Reproduce the following data line for line, with no changes.

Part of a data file
● ● ● ● ●

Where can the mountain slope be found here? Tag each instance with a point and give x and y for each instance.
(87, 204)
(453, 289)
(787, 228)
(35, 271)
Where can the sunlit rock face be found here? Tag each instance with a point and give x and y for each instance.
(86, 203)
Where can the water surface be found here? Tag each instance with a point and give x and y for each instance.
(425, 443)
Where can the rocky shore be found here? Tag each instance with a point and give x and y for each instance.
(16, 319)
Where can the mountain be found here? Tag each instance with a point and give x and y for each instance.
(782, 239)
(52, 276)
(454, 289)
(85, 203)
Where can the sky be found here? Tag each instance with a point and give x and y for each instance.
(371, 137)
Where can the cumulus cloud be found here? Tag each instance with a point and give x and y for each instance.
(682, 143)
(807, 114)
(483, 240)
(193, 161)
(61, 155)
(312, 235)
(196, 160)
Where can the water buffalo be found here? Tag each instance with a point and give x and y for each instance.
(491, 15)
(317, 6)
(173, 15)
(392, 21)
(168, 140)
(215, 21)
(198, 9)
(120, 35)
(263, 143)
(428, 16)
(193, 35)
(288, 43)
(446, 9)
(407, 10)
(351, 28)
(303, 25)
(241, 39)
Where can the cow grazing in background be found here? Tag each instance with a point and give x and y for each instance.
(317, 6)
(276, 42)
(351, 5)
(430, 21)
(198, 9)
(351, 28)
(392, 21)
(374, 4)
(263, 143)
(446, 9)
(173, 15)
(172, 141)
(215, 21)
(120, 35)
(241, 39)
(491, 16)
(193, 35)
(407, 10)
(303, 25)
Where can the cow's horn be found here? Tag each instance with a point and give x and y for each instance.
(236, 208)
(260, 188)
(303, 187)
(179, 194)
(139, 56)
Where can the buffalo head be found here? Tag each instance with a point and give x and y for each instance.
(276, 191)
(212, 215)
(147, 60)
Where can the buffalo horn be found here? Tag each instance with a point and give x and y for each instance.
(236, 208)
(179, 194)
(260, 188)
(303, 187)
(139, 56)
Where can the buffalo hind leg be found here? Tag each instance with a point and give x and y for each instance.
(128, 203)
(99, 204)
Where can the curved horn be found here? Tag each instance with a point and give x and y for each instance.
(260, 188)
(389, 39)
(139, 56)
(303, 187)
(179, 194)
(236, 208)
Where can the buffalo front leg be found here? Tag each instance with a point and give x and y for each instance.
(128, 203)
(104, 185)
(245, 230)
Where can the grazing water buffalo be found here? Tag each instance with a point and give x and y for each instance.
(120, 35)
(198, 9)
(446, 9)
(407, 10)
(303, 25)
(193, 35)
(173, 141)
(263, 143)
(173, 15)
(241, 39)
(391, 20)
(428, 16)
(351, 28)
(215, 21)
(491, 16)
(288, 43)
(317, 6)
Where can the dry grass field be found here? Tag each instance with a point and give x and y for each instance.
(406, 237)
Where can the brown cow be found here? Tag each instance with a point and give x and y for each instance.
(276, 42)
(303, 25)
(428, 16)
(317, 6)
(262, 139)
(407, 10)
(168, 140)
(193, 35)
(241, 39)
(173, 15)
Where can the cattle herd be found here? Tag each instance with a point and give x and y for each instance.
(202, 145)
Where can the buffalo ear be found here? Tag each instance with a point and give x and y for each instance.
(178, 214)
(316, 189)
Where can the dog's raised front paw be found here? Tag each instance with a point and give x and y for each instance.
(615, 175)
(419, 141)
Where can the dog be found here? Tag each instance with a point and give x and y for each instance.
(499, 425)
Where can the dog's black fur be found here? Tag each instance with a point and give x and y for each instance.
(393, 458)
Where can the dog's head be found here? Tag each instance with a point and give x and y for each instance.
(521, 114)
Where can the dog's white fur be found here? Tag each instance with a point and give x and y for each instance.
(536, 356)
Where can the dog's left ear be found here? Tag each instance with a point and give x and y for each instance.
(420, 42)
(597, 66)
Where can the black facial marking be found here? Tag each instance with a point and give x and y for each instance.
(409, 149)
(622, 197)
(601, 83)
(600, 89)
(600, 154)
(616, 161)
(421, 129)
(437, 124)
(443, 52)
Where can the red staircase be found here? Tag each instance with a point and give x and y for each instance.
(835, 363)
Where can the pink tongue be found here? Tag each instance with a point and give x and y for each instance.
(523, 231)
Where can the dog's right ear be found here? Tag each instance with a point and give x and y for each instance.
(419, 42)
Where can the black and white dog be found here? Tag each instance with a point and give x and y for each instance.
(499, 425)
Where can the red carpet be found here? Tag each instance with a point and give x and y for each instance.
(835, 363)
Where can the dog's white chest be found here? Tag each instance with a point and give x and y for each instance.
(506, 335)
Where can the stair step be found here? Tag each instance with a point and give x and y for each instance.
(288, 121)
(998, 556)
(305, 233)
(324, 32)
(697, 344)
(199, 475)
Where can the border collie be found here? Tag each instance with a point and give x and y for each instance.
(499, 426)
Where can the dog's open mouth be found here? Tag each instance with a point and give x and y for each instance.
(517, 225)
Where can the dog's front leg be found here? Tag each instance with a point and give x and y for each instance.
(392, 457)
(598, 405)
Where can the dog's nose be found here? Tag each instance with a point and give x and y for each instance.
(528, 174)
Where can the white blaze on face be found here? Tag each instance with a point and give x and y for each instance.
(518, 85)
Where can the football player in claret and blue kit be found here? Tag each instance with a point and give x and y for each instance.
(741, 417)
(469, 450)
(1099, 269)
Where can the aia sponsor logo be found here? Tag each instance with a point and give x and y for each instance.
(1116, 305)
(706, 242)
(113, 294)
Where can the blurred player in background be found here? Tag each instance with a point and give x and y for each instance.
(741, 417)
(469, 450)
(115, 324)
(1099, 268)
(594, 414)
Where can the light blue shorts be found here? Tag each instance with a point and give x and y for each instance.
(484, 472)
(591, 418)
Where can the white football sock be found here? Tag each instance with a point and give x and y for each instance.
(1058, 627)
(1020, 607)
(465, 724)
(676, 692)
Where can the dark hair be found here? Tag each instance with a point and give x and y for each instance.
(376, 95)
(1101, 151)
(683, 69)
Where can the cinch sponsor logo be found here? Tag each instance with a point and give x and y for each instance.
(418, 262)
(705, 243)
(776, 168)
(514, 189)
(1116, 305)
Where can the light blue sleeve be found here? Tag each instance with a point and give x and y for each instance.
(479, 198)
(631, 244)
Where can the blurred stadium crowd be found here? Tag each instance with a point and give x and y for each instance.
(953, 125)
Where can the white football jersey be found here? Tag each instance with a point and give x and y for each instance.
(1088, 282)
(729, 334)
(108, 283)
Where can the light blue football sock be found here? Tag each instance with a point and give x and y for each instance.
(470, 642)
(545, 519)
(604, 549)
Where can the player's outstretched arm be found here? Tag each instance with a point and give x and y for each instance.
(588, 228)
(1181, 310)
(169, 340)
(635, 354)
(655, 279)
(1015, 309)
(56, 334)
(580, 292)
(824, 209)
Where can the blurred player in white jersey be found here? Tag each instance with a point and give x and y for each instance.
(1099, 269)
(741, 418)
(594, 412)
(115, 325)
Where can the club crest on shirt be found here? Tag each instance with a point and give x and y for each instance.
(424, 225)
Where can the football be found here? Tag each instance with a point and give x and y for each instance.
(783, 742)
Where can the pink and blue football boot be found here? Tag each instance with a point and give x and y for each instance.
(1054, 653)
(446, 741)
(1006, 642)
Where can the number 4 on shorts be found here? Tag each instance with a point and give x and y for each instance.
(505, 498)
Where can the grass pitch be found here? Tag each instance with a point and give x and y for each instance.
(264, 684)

● ● ● ● ●

» **Result of the exercise**:
Where can the mountain slope be found here? Tag each instance with a point and give x and y for each instance.
(87, 204)
(453, 289)
(787, 228)
(35, 271)
Where can the sunlit rock face be found here? Tag each instance with a point and give x and y for each instance.
(86, 203)
Where can the water surface be found here? Tag each instance with a point and give x and y for each instance.
(425, 443)
Where can the rocky shore be found here? Tag each instance with a point and give x and y for each instance.
(16, 319)
Where can the mountain be found here? Tag each instance with a point and give x and y for each instance.
(782, 239)
(52, 276)
(454, 289)
(85, 203)
Where can the sky be found here? Tag each instance with a point and give x and y for each instance.
(371, 137)
Where can the cumulus cloud be found here? Tag each instance with a point and give x and y for each instance.
(682, 143)
(807, 114)
(483, 240)
(193, 161)
(61, 155)
(312, 235)
(196, 160)
Where can the water buffalo be found here? Tag each instance with a point and give x and y for each instance.
(491, 15)
(317, 6)
(173, 15)
(392, 21)
(168, 140)
(215, 21)
(198, 9)
(120, 35)
(263, 143)
(428, 16)
(193, 35)
(288, 43)
(446, 9)
(407, 10)
(351, 28)
(303, 25)
(241, 39)
Where can the cow grazing in background be found here? Tag each instance with a point and give x and y for each instance.
(317, 6)
(276, 42)
(351, 5)
(430, 21)
(198, 9)
(351, 28)
(392, 21)
(374, 4)
(263, 143)
(446, 9)
(173, 15)
(172, 141)
(215, 21)
(120, 35)
(241, 39)
(491, 16)
(193, 35)
(407, 10)
(303, 25)
Where can the cow's horn be found here? Tag each instance with a point and give x and y for each instance.
(236, 208)
(260, 188)
(303, 187)
(179, 194)
(139, 56)
Where can the buffalo head be found here? Tag each instance with a point and give x and y for each instance.
(276, 191)
(212, 215)
(147, 60)
Where can the buffalo horn be found here? Tag each instance with a point and give x and y for each instance.
(236, 208)
(179, 194)
(260, 188)
(303, 187)
(139, 56)
Where can the buffalo hind leg be found here? Tag each instance with a point and give x and y for each instance.
(128, 203)
(99, 204)
Where can the curved horn be found here? Tag each instance with a point and give x and y for each instance.
(260, 188)
(389, 39)
(139, 56)
(303, 187)
(179, 194)
(236, 208)
Where can the buffalo front leg be found here? Tag each instance with a point and give x and y for each instance.
(128, 203)
(104, 185)
(245, 230)
Where can the grazing water buffalo be found here? Tag each instance with a point and give x and y for each instance.
(120, 35)
(198, 9)
(446, 9)
(407, 10)
(303, 25)
(193, 35)
(173, 141)
(263, 143)
(173, 15)
(241, 39)
(391, 20)
(428, 16)
(351, 28)
(215, 21)
(491, 16)
(288, 43)
(317, 6)
Where can the dry grass field be found here? Tag each instance with a point and give x and y for each instance.
(406, 237)
Where can the brown cow be found here? Tag each instance with a point and give x and y for each instance.
(276, 42)
(303, 25)
(428, 16)
(317, 6)
(262, 139)
(407, 10)
(168, 140)
(193, 35)
(241, 39)
(173, 15)
Where can the cattle herd be found here? Tag each instance with a point and give x and y for each instance.
(202, 145)
Where can the buffalo ear be found here? Tag each instance with a point and give x and y for each instance.
(178, 214)
(316, 189)
Where can the dog's raised front paw be found here? Tag each instance with a point and give x and y for each instance.
(615, 175)
(419, 141)
Where can the dog be found here? Tag each instance with a point and give x and y for each instance.
(499, 425)
Where can the dog's black fur be found here? Tag each instance with a point and give x and y for each instance.
(393, 458)
Where can the dog's head be found here? Tag each instance with a point and give x and y for each instance.
(521, 114)
Where can the dog's white fur be found here? Tag each instance with a point and give x and y for each instance.
(536, 356)
Where can the dog's left ear be found here? Tag each instance with a point and give x and y for each instance.
(420, 42)
(597, 66)
Where can the black facial marking be found here? Tag each instance with a point and give x and y for each instance.
(409, 149)
(622, 197)
(601, 83)
(600, 89)
(600, 154)
(616, 161)
(421, 129)
(437, 124)
(443, 52)
Where can the red staircase be found here? Tag each instance with a point and give x and y for each instance.
(835, 363)
Where can the pink tongue be found here? Tag each instance with a point and give x and y for each instance.
(523, 231)
Where can the dog's right ear be found here? Tag each instance with a point and give x and y for each instance.
(419, 42)
Where can the black and white dog be found here? Tag each instance with a point and give x and y for each instance.
(499, 425)
Where can the red carpet be found here? Tag each instance with a point and give x and y for each instance.
(835, 363)
Where can the dog's white chest be found here? Tag each instance with a point and give x and y for each instance.
(506, 335)
Where can the stair step be found here? Tag each instance with a point and give x and y for each instance.
(288, 121)
(998, 556)
(305, 233)
(324, 32)
(697, 344)
(199, 475)
Where can the border collie be found here? Tag each instance with a point and give x and y for each instance.
(499, 426)
Where can the dog's open mouth be found here? Tag each instance with a point and give x and y for each instance.
(517, 225)
Where can the dog's front leg be found here? Tag each instance with a point and give x and y for each instance.
(392, 457)
(598, 405)
Where can the dog's nose be found here? Tag each instance with a point and give x and y for each instance.
(528, 174)
Where can the white blaze on face be found here? Tag each instance with a point and give x and y for each instance.
(518, 85)
Where can the football player in claret and blue kit be found here? Tag each instance with a point and give x and y for each instance.
(741, 417)
(469, 450)
(1099, 269)
Where can the aia sponsor logo be found here? Tag each instance with a point and give x and y for each instance.
(1116, 305)
(706, 242)
(113, 294)
Where can the blurred player in background be found here? Tag each instance with a point and give x and y for each instance.
(741, 417)
(469, 450)
(115, 324)
(1099, 268)
(594, 414)
Where can the light blue shorts be found here? Tag each instance with a point and give x and y for each instance.
(484, 472)
(591, 418)
Where can the white football sock be found here? Tag each instance with a point and give x and y for each instance.
(1058, 627)
(1020, 607)
(465, 724)
(676, 692)
Where can the dark hair be found here? Tag each instance with a point and give x and y for each instance.
(376, 95)
(1101, 151)
(683, 69)
Where can the cinch sponsor logo be found here? Tag each instance with a point and give x and y for each instance.
(418, 262)
(705, 243)
(776, 168)
(514, 189)
(1116, 305)
Where can the light blue sleeve be found here? Tag each instance with a point and give x and y for each instance.
(479, 198)
(631, 244)
Where can the blurred stadium crowd be found here? Tag each instance with a point and give x and y for each instance.
(953, 125)
Where can the white football jersey be found here? Tag each instance with a point and give x and y for each instance.
(1088, 282)
(729, 334)
(108, 283)
Where can the light blue football sock be found here? Tag each instance with a point and give x and y for each instance.
(470, 642)
(545, 519)
(604, 549)
Where can the player's outstretched arm be found here? Tag each instance with a point and give x and y for each instance.
(588, 228)
(1181, 310)
(169, 340)
(635, 354)
(655, 279)
(1015, 309)
(56, 334)
(580, 292)
(824, 209)
Where can the blurred player in white jersey be found here? Tag each instance with a point and give x and y for each instance.
(1099, 269)
(741, 418)
(594, 412)
(115, 325)
Where can the club crest on shirt be found here? Tag each instance with a point and give x and y for each instance.
(424, 225)
Where can the football be found here? Tag each instance with a point and give x and y for each instance.
(783, 742)
Where can the pink and blue football boot be found here? Tag each instance with a point and give x and y for each instance.
(1054, 653)
(446, 741)
(1006, 642)
Where can the number 4 on shorts be found here? Tag each instance with a point and give x and y for each instance.
(505, 498)
Where can the grass pitch be found here? Tag each instance with a point and give x and y for each instance.
(264, 684)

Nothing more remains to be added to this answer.